**Extrait**

----

Les trois principaux candidats ont chacun une relation particulière à leur image. Celle de Nicolas Sarkozy est exclusive, soit détestable, soit adulée, schématisée en tous cas, additionnée fortement par des péripéties de vie privée – encore que celles qui sont à l’origine de sa fortune politique, son premier mariage et ainsi son accès par adoption à l’imposante mairie de Neuilly, soient peu conées – et par des mots qui ont fait balle sans que le contexte précis ait été retenu. Il se trouve que le dernier de ses livres produit une image toute différente, ce qui rend perplexe. J’en ai été ébranlé, le Projet d’espoir de François Bayrou n’a pas cet effet, car il est d’écriture très distancié. Le livre de Ségolène Royal, annoncé, sera-t-il un apport ? Car un livre, même s’il est écrit par association d’idées et de fil en aiguille, est forcément maîtrisé tandis que l’image est indépendante de celui qui en est victime ou bénéficiaire. Un livre se lit sans intermédiaire, une image est fournie.

----

Lignes d'un jeu de données de segmentation:
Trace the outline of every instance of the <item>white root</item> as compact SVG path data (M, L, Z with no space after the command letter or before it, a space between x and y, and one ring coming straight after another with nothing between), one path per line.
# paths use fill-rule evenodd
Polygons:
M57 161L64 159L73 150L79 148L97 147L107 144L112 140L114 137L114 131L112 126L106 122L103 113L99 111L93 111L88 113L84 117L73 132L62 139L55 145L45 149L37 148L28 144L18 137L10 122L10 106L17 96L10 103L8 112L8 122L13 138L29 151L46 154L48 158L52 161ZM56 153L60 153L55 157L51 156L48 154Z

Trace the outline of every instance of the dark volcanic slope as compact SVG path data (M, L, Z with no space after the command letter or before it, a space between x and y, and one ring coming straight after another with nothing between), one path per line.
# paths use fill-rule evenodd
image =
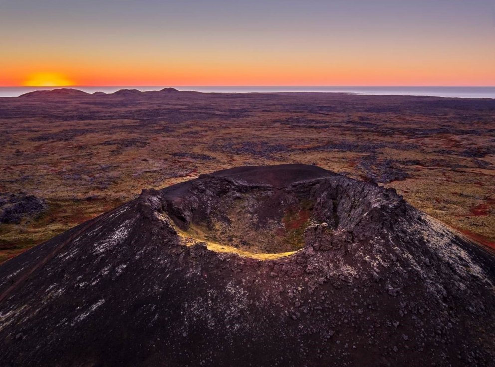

----

**Énoncé**
Réécrivez sous forme de liste le paragraphe de l'extrait commençant par « Les trois principaux candidats », en conservant ses faits essentiels.

**Réponse complète**
- Chacun des trois principaux candidats entretient une relation particulière à son image.
- L'image de Nicolas Sarkozy est exclusive, soit détestée, soit adulée, et schématisée. Elle est amplifiée par des péripéties de sa vie privée et par des mots qui ont marqué sans que leur contexte soit retenu.
- Son dernier livre donne une image toute différente, ce qui rend perplexe et a ébranlé l'auteur.
- Le Projet d'espoir de François Bayrou ne produit pas cet effet, car son écriture est très distanciée.
- Reste à savoir si le livre annoncé de Ségolène Royal sera un apport.
- Un livre est forcément maîtrisé, même écrit par association d'idées, tandis que l'image échappe à celui qui en est victime ou bénéficiaire.
- Un livre se lit sans intermédiaire, alors qu'une image est fournie.